> [What to produce]: Below are records; give the number of their lines that hold the word "query", and write nothing more.
---------- Records for the exercise
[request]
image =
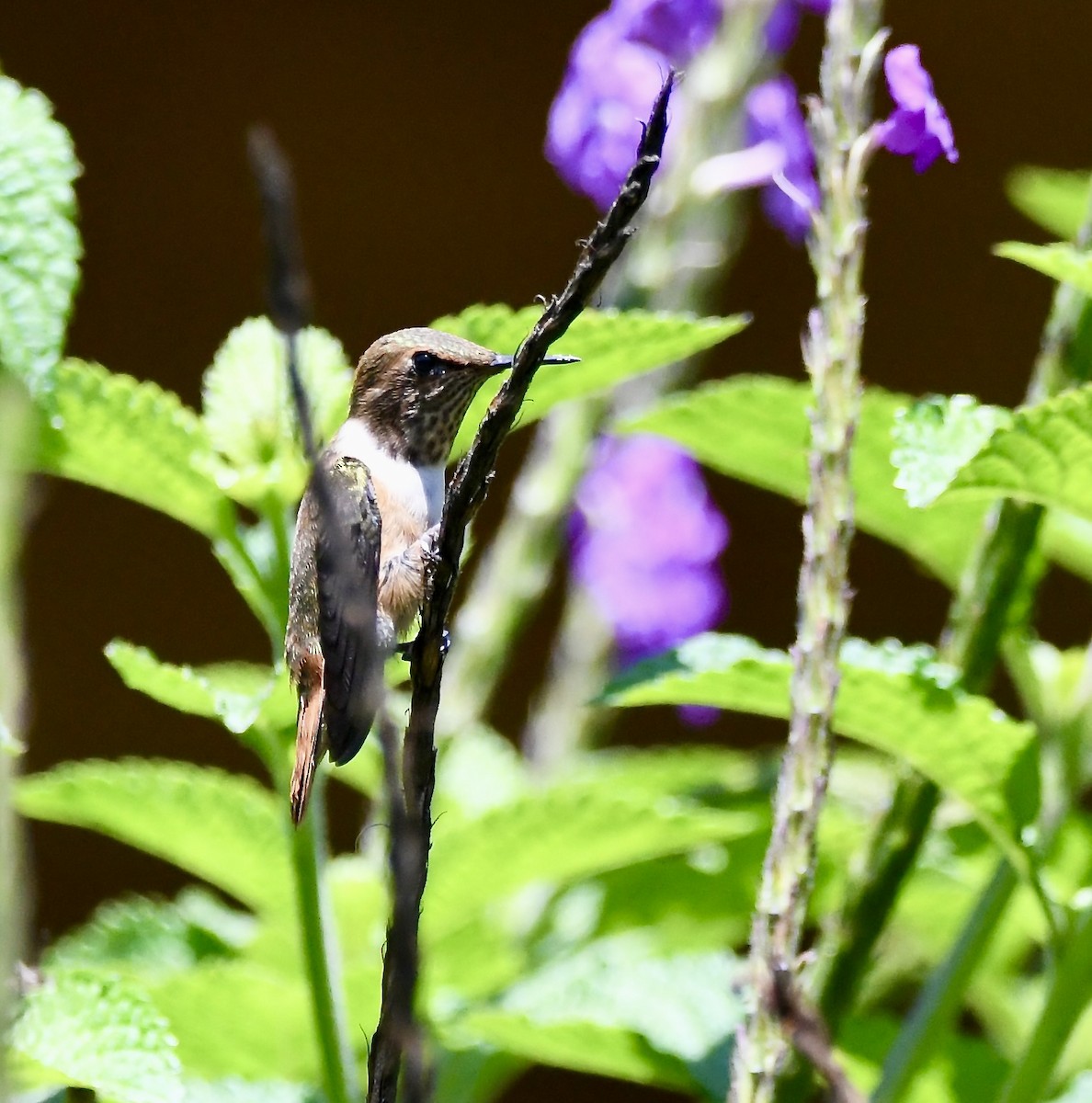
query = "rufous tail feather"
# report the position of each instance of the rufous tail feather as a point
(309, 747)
--------------------
---------- Records for the exercise
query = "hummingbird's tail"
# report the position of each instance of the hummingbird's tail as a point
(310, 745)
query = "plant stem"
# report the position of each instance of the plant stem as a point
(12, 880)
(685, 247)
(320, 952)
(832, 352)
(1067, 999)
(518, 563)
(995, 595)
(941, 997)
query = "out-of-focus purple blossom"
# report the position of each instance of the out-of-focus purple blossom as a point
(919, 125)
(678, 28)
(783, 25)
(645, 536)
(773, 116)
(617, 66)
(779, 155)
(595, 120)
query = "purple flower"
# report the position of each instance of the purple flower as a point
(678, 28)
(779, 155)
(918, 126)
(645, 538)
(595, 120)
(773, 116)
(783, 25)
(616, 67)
--------------------
> [Task answer]: 5